**WHAT TO PRODUCE:** Everything from the line containing "Target: person standing" through the final line of the listing below should be given again, word for word, and nothing else.

**EXCERPTED DATA:**
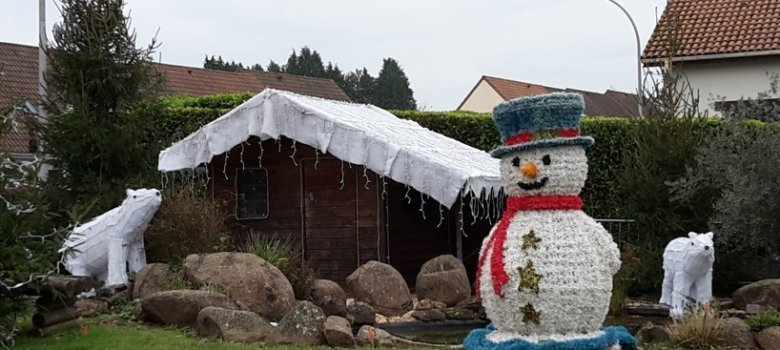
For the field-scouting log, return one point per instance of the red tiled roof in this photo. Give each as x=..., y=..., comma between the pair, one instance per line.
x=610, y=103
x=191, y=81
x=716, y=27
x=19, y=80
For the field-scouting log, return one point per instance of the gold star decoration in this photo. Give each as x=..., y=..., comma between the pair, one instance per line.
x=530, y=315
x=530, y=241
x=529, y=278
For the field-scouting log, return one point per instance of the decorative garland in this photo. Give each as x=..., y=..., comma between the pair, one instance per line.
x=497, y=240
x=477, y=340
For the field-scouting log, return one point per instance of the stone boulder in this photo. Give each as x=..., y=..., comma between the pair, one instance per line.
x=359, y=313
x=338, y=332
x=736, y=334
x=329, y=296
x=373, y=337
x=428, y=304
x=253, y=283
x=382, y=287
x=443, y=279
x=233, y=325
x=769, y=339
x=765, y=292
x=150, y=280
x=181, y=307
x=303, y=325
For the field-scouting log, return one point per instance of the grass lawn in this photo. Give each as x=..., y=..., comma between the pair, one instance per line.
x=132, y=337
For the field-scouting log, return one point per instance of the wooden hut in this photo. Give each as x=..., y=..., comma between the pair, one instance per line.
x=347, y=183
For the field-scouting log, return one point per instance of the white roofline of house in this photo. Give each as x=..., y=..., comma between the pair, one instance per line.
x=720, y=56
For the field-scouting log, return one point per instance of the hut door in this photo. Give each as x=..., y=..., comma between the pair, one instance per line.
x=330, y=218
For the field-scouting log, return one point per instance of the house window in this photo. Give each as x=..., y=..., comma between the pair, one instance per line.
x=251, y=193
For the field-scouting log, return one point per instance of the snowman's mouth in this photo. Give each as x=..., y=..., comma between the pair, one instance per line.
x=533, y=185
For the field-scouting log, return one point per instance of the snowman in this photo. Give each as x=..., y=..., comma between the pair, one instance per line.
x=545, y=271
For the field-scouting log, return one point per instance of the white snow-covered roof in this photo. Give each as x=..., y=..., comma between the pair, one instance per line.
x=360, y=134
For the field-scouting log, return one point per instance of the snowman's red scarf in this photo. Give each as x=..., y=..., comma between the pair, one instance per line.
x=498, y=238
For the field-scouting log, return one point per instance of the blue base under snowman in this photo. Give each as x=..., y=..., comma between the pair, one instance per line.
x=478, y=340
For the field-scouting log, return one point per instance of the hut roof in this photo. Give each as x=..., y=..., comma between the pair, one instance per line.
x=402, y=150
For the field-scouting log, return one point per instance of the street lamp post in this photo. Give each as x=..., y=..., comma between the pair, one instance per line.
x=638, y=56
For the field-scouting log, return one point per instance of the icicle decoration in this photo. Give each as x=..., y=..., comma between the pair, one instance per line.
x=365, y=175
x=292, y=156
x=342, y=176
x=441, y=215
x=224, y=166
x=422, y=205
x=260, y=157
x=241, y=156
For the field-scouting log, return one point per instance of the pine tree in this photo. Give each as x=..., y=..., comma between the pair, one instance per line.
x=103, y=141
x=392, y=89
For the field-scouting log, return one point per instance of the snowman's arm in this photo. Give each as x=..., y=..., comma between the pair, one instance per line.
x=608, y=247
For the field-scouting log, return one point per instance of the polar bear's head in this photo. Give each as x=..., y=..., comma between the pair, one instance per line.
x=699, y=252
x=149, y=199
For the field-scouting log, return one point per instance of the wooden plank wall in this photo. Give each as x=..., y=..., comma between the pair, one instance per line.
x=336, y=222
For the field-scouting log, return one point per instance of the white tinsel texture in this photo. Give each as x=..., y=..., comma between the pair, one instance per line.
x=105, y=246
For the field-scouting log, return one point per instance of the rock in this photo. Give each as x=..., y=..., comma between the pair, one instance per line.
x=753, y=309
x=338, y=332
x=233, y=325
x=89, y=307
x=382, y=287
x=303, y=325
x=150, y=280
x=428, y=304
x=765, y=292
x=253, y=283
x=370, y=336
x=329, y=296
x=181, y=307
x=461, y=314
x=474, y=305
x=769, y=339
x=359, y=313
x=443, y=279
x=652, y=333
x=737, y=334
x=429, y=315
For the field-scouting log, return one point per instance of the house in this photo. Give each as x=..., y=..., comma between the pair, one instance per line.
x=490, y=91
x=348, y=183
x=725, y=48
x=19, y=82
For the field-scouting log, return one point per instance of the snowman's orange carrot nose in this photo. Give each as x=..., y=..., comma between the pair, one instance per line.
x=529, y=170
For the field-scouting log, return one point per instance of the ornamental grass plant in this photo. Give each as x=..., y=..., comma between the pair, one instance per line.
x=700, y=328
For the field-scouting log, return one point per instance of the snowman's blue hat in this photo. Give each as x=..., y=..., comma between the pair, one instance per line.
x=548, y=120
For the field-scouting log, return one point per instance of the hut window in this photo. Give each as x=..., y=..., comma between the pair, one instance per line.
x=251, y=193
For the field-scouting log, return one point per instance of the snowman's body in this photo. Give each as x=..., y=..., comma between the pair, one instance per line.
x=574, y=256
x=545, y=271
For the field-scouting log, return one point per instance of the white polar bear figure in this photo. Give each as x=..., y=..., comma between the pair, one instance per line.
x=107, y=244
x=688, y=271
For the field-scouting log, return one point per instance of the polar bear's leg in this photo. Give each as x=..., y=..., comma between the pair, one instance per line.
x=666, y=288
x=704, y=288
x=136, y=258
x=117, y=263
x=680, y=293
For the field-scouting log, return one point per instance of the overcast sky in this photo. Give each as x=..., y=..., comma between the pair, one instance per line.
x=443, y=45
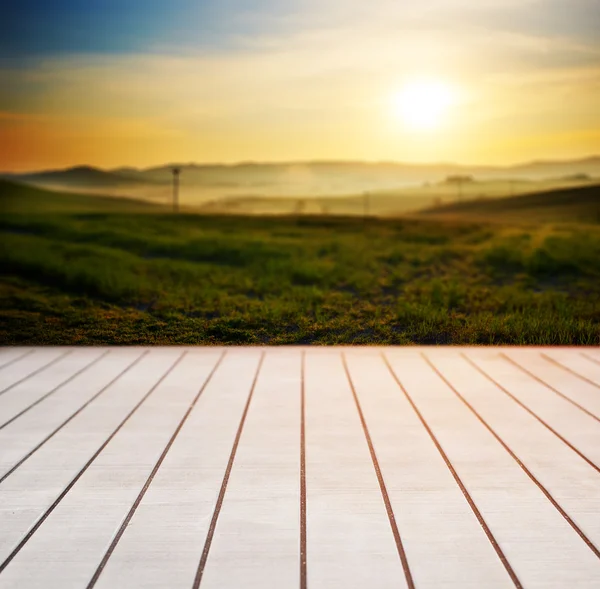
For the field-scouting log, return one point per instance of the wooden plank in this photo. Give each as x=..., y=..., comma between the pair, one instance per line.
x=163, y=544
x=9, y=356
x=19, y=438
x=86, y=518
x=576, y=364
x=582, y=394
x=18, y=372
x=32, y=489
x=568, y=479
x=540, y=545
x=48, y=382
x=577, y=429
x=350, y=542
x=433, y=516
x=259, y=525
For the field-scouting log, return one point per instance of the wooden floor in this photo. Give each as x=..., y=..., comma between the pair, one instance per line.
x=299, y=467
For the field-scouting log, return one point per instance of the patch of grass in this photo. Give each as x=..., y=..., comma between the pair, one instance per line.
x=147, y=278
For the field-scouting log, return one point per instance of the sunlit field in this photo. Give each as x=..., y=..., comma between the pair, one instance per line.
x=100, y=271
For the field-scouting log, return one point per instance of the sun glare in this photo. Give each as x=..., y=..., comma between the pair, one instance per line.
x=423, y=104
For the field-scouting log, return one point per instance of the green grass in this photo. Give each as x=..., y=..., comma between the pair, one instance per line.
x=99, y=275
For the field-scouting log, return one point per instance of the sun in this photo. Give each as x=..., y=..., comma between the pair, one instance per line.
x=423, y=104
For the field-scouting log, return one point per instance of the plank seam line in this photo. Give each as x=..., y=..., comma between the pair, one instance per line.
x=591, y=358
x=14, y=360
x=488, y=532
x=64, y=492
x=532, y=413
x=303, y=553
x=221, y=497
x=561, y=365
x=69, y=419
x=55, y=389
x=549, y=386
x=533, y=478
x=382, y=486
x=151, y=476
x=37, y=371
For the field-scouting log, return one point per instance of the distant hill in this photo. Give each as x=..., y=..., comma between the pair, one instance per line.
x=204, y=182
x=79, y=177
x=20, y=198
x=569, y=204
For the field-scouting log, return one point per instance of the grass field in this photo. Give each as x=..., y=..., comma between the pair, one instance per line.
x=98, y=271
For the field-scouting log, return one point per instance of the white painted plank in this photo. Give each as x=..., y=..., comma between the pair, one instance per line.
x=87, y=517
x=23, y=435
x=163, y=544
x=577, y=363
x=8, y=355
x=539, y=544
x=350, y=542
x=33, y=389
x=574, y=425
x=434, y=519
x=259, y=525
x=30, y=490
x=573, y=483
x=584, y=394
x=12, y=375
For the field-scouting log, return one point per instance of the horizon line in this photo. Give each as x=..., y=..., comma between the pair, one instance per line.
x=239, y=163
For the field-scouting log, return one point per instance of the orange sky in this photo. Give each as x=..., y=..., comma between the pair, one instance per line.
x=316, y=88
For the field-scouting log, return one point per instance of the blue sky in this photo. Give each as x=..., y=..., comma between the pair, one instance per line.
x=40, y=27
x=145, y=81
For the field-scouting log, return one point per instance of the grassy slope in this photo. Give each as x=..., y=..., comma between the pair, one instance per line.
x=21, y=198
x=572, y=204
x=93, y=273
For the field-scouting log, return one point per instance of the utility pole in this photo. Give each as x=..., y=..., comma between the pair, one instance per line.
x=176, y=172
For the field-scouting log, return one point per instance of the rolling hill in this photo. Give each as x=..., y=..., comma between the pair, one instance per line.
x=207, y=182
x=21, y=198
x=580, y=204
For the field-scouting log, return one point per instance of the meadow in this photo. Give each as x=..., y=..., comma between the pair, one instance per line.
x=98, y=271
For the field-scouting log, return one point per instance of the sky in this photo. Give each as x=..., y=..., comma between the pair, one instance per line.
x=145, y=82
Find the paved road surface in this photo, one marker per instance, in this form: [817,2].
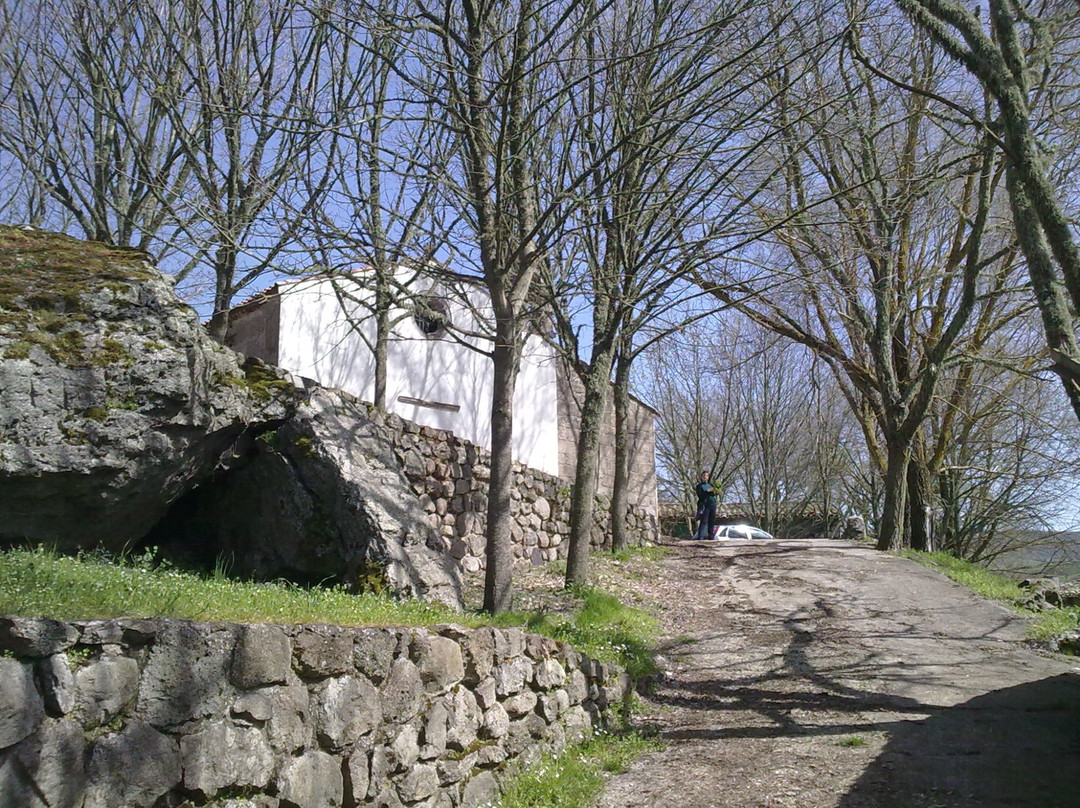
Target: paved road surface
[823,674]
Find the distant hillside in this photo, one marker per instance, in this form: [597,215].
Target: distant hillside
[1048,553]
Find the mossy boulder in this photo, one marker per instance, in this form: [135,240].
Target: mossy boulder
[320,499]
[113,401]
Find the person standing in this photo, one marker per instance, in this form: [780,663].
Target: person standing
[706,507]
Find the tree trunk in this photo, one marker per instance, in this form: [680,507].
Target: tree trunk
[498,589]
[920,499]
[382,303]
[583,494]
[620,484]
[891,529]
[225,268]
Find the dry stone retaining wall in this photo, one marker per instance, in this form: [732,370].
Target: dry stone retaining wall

**SOLVED PROBLEM:**
Target: person standing
[706,507]
Find the tree trunk in this photo, one marker per instance, in this form: [680,507].
Target: tree trunk
[498,589]
[920,499]
[382,303]
[583,494]
[620,484]
[891,529]
[225,268]
Find the dry stone retaining wall in this photo, one marker per instance, in this form: [732,370].
Target: dry stone retaining wall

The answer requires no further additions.